### WORK REQUIRED
Print the lines below verbatim, from the line with "[segment] overcast sky" to the line with "POLYGON ((199 120, 195", both included.

[begin RECORD LIST]

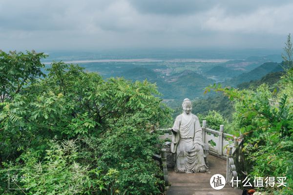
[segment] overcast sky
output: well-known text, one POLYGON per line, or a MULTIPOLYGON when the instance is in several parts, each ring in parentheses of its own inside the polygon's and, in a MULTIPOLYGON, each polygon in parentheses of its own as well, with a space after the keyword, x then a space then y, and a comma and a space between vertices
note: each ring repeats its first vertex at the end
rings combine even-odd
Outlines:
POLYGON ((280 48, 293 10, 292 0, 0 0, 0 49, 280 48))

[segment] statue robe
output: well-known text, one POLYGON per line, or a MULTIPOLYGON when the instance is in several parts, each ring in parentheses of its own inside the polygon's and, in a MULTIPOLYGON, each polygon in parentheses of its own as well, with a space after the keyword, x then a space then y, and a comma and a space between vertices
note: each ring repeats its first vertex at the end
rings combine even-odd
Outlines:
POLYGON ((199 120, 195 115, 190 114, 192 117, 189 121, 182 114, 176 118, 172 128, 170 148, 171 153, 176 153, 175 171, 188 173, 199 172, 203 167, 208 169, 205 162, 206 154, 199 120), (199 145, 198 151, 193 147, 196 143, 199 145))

[end RECORD LIST]
[begin RECORD LIST]

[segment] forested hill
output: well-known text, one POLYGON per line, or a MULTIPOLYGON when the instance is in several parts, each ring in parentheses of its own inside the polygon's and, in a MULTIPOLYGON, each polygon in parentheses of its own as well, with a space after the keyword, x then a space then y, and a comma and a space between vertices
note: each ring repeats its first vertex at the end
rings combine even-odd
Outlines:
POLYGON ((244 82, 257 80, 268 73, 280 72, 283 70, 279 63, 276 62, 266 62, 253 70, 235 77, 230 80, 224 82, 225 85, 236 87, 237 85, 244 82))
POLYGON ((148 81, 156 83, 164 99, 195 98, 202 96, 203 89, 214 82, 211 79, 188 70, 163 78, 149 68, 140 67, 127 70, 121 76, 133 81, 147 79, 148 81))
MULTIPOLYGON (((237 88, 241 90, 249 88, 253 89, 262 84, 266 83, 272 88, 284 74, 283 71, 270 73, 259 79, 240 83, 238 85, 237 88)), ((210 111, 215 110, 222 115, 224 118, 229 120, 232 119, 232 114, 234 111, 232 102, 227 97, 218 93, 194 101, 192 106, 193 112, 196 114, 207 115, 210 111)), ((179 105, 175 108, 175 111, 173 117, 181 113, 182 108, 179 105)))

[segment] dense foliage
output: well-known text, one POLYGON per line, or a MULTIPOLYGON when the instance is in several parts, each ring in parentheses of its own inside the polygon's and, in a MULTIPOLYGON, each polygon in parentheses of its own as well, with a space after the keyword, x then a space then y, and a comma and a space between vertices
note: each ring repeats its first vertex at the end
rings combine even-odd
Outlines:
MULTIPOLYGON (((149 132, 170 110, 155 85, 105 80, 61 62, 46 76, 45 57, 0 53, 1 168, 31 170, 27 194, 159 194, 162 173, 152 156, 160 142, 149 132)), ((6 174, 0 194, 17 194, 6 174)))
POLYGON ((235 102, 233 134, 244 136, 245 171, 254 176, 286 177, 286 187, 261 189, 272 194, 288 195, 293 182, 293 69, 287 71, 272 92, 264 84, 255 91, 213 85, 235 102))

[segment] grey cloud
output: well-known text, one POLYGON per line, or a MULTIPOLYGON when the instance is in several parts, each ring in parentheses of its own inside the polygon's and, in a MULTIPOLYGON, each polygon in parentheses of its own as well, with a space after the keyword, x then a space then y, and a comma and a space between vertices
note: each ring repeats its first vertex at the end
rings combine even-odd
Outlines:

[end RECORD LIST]
[begin RECORD LIST]

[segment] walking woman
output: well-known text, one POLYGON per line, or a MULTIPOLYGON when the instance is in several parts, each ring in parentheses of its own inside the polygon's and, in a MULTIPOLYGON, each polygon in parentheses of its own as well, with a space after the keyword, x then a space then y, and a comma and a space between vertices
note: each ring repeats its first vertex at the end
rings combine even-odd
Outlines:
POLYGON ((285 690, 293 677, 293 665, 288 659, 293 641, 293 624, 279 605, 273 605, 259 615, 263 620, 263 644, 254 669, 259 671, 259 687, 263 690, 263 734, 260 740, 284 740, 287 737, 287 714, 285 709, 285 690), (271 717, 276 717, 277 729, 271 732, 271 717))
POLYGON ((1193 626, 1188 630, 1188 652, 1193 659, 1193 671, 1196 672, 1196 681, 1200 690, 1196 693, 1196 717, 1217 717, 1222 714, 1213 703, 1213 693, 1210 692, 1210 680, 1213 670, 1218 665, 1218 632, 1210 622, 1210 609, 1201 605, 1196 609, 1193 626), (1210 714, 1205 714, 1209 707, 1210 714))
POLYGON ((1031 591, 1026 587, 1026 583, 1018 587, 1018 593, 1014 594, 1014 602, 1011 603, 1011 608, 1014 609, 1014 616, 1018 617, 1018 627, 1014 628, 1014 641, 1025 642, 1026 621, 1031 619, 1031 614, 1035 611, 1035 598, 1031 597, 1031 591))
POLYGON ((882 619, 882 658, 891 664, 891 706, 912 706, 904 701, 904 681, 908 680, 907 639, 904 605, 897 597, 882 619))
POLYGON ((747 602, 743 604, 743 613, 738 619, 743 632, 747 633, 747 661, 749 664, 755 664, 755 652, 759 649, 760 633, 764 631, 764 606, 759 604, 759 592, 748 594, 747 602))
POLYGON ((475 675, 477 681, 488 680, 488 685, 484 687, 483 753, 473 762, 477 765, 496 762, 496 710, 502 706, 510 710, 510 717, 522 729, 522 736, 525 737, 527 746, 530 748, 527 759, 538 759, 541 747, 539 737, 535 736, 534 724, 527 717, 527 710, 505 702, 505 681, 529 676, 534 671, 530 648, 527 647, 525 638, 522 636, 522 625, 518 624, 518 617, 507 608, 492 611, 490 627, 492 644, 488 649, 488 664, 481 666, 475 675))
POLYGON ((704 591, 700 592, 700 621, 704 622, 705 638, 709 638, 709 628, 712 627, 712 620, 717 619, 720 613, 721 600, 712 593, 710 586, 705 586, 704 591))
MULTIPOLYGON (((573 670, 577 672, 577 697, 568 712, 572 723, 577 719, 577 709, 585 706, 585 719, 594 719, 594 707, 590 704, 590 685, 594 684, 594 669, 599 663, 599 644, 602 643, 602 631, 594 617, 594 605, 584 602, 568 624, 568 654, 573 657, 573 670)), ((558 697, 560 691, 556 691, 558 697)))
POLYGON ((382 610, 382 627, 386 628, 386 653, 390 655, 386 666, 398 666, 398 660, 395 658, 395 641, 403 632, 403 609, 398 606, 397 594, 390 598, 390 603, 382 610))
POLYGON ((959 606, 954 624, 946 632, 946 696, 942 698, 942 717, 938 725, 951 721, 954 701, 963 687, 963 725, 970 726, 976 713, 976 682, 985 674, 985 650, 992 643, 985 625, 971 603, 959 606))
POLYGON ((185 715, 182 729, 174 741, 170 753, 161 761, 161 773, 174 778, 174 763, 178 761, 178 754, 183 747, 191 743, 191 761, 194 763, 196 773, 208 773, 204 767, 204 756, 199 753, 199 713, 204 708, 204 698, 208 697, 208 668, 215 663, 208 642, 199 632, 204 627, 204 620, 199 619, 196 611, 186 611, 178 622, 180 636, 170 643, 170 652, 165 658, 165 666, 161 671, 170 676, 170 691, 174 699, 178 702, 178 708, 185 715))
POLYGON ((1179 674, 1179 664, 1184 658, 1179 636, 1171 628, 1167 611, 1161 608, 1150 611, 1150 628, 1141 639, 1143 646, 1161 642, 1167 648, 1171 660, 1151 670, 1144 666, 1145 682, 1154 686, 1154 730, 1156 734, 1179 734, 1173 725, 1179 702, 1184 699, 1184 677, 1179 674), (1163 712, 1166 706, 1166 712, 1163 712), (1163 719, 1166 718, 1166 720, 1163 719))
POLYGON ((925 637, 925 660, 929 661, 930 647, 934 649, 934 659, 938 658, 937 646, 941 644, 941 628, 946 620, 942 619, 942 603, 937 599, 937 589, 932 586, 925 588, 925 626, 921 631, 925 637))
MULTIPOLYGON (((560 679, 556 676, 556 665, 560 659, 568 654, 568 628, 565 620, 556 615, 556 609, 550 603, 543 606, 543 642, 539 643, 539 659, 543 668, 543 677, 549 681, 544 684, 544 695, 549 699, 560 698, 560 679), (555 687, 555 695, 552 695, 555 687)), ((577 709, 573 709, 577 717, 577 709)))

[end RECORD LIST]

### OUTPUT OF THE EXERCISE
[segment] overcast sky
output: well-known text, one POLYGON per line, or a MULTIPOLYGON when the instance is in several parts, each ring in parentheses of its own inside the polygon's and, in a MULTIPOLYGON, each polygon in parentheses of its own as well, with a space after the keyword, x then a space then y, and a comma and a space between vertices
note: each ring repeats its first vertex at the end
rings combine even-odd
Outlines:
POLYGON ((280 48, 293 10, 292 0, 0 0, 0 49, 280 48))

[segment] statue robe
output: well-known text, one POLYGON per line, or a MULTIPOLYGON when the instance is in several parts, each ring in parentheses of its own inside the polygon's and, in a MULTIPOLYGON, each polygon in parentheses of its own as well, with a space after the keyword, x then a space then y, and a comma and a space between vertices
note: each ring repeats its first vertex at the end
rings combine even-odd
Outlines:
POLYGON ((199 120, 195 115, 190 114, 192 117, 189 121, 182 114, 176 118, 172 128, 170 148, 171 153, 176 153, 175 171, 188 173, 199 172, 203 167, 208 169, 205 162, 206 154, 199 120), (199 145, 198 151, 193 147, 196 143, 199 145))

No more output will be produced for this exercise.